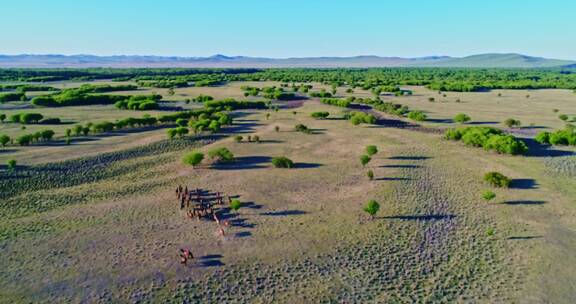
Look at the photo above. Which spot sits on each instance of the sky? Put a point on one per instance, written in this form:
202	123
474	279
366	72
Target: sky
295	28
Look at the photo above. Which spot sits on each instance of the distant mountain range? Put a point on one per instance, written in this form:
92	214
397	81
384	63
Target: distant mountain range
221	61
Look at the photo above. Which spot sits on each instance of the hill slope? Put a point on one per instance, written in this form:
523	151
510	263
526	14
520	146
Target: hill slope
222	61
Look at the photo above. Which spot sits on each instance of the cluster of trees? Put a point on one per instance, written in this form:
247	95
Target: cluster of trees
7	97
321	94
84	95
27	139
357	118
30	118
417	115
320	115
302	128
232	104
345	103
139	102
564	137
489	139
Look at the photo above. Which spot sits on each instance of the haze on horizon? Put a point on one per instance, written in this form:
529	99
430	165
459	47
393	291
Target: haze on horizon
281	29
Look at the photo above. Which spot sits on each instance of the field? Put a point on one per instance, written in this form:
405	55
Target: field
98	220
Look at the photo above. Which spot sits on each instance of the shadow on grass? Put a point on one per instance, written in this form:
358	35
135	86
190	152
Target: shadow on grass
523	202
409	157
244	163
536	149
284	213
523	183
424	217
393	178
524	237
400	166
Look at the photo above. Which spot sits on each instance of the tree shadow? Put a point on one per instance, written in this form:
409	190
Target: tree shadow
306	165
536	149
242	234
401	166
482	122
524	237
393	178
424	217
523	183
523	202
409	157
284	213
244	163
440	120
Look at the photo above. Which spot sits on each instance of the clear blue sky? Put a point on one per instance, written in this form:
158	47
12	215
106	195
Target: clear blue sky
295	28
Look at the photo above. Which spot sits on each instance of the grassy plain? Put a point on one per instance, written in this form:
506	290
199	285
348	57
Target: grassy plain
98	221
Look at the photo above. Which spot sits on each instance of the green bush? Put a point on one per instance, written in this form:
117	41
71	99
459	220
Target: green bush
461	118
221	155
235	204
193	158
417	115
371	150
320	115
497	179
488	195
365	159
372	208
282	162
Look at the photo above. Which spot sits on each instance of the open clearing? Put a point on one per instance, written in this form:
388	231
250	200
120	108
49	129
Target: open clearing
98	220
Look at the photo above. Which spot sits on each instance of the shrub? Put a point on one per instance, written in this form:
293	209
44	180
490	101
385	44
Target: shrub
488	195
282	162
365	159
461	118
221	155
506	144
4	139
235	204
372	208
370	174
11	164
543	138
512	123
302	128
371	150
417	115
320	115
497	179
193	158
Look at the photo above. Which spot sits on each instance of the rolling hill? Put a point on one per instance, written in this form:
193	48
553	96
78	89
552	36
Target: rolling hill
222	61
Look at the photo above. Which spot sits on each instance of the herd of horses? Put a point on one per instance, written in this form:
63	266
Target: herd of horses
200	204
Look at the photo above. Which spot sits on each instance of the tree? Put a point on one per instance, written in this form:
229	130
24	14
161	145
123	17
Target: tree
497	179
193	158
370	174
365	159
235	204
512	123
11	164
372	208
488	195
461	118
371	150
221	155
4	139
282	162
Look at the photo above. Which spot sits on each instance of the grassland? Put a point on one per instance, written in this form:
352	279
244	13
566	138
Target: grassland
98	221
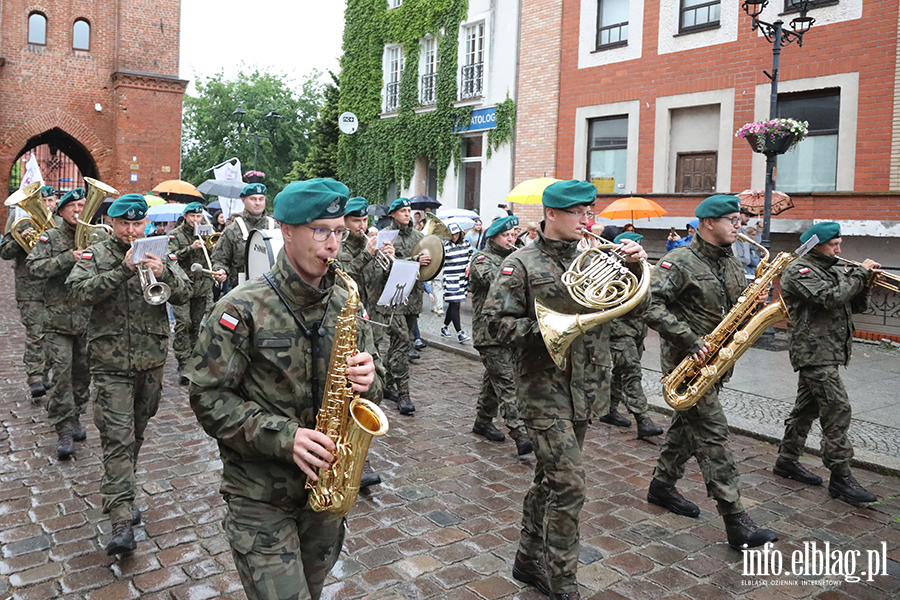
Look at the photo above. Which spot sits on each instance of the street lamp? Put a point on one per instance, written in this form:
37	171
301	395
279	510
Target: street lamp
240	113
779	37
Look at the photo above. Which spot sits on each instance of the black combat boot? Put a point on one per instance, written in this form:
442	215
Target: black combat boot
646	427
614	418
792	469
65	447
530	570
846	488
662	494
370	477
742	532
405	405
122	540
489	431
78	432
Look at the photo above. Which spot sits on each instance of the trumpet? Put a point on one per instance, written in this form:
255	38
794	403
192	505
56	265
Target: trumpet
883	280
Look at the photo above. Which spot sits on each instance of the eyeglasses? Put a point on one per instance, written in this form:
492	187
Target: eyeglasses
321	234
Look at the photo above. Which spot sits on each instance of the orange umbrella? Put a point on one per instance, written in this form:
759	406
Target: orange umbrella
177	186
633	208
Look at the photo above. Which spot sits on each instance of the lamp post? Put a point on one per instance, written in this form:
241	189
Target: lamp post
240	113
778	36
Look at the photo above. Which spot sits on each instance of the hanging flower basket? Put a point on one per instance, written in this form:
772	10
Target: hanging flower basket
776	136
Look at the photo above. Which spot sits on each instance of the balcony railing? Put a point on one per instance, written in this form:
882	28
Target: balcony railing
472	81
429	85
392	96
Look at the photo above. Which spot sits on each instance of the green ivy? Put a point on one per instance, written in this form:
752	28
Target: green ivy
384	151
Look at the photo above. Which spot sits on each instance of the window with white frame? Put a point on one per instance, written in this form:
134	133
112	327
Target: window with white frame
473	61
428	83
612	24
393	73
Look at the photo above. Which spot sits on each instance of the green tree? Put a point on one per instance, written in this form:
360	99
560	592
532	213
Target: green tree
211	132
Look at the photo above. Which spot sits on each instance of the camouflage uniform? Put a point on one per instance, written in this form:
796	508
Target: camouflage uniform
230	252
821	299
692	288
189	314
626	340
402	319
127	344
251	390
30	300
498	384
64	326
555	404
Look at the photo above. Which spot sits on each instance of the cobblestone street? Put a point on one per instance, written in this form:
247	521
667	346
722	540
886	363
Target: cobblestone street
443	525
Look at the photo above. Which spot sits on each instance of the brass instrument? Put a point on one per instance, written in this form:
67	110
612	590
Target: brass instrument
29	199
741	327
87	234
350	421
595	279
883	280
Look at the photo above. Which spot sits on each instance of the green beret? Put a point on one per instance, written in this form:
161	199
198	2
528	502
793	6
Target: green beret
629	235
71	196
357	207
827	231
253	189
501	225
131	207
398	203
564	194
304	201
718	206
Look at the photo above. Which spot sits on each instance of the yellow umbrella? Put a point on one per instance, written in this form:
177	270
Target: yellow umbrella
633	208
530	191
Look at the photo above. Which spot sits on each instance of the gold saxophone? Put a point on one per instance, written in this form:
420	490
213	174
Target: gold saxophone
350	421
741	327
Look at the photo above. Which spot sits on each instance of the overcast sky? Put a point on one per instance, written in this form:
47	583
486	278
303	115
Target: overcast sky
283	36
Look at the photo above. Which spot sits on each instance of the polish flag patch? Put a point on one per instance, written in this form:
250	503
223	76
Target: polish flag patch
228	322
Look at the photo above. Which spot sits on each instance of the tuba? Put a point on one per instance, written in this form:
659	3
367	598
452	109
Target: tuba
95	193
595	279
350	421
741	327
29	199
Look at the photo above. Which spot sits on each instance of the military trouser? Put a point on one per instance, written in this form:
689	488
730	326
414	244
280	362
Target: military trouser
626	385
551	509
123	405
67	399
820	395
498	388
702	432
282	553
187	326
397	367
32	314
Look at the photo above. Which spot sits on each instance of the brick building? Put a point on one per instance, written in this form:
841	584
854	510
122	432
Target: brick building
644	97
93	82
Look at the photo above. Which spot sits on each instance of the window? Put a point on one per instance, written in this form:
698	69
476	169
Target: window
608	154
81	35
394	74
697	15
812	164
429	72
473	63
37	29
612	23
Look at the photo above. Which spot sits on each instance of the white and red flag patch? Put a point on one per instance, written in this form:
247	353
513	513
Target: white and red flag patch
228	322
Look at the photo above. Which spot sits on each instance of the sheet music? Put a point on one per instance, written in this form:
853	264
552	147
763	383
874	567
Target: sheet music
156	245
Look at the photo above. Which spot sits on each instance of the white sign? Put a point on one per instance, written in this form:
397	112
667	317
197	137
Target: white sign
348	123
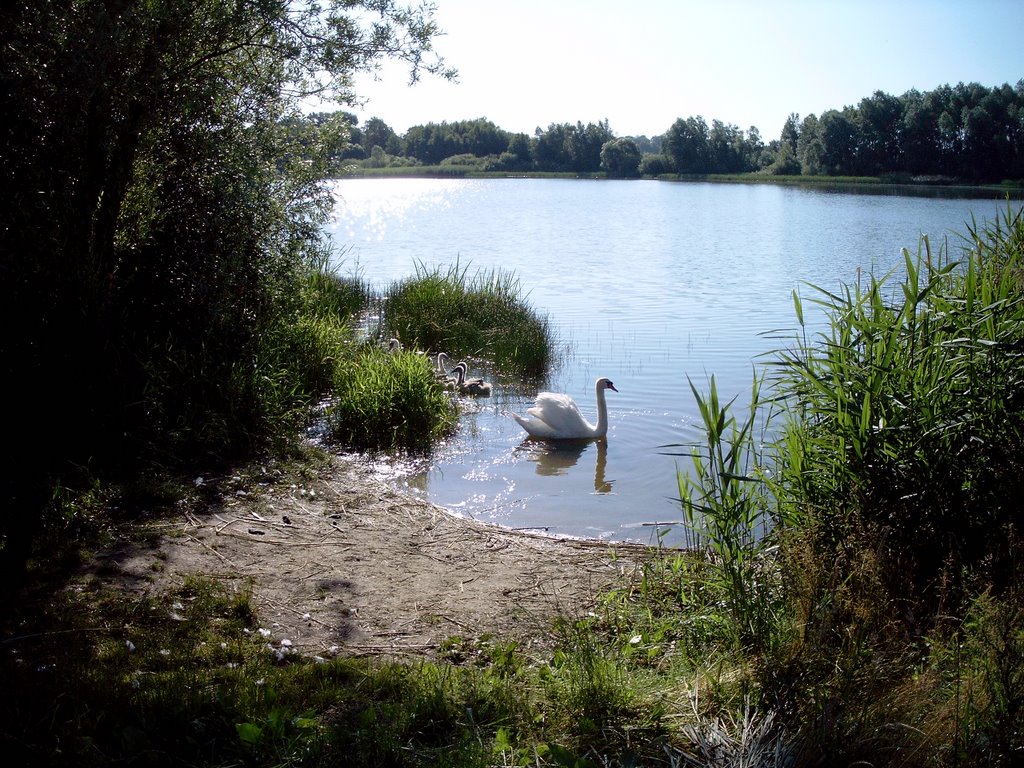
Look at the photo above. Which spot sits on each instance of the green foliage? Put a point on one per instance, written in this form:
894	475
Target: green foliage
621	158
483	316
724	505
907	419
160	213
388	400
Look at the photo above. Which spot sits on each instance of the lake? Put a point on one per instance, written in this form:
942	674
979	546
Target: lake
648	283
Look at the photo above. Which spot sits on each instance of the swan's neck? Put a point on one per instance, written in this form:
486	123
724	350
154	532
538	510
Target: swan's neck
602	414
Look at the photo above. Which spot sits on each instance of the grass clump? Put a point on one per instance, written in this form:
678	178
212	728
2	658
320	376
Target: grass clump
483	316
388	400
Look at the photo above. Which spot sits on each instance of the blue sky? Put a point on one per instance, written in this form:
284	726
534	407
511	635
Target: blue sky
643	64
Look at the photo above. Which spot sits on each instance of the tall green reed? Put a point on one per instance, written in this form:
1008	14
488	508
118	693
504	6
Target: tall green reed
724	502
482	315
905	417
389	400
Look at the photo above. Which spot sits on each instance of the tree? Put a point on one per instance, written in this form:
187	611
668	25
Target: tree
879	123
810	151
621	158
154	218
791	132
686	145
378	133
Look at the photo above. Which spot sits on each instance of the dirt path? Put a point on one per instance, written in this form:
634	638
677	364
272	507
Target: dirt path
344	564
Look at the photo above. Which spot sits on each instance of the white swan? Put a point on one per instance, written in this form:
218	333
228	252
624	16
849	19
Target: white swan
475	387
556	417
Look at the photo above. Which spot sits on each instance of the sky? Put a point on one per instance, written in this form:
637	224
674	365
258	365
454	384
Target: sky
641	65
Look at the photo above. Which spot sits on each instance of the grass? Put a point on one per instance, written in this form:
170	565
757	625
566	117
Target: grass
853	593
483	315
385	400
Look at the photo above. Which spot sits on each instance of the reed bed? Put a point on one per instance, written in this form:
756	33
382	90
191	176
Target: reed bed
482	316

=-=-=

Set problem
Every line from the one containing "the white swan?" through the end of the entries above must be echoed exactly, with both ends kept.

Task solution
Look at the photo above. Which spot sits on each instance of the white swan? Put a point on one per instance, written in this form:
218	333
228	252
624	16
849	19
Target: white swan
475	387
556	417
Look at the photo above. Which spot sits on each instance of the sky? Put a point on one per instance, written in this form:
637	224
674	365
258	365
454	384
Target: sky
641	65
Look at the photo above. Which spot sits on each instance of the grass? Put a point on one per instance, written in this form:
170	565
757	625
566	117
Target: grass
853	593
483	315
385	400
Look at the photo above. Which spot sits on each instance of the reed bed? Put a point on one per instance, written in this form:
756	33
382	90
191	176
Target: reed bed
482	316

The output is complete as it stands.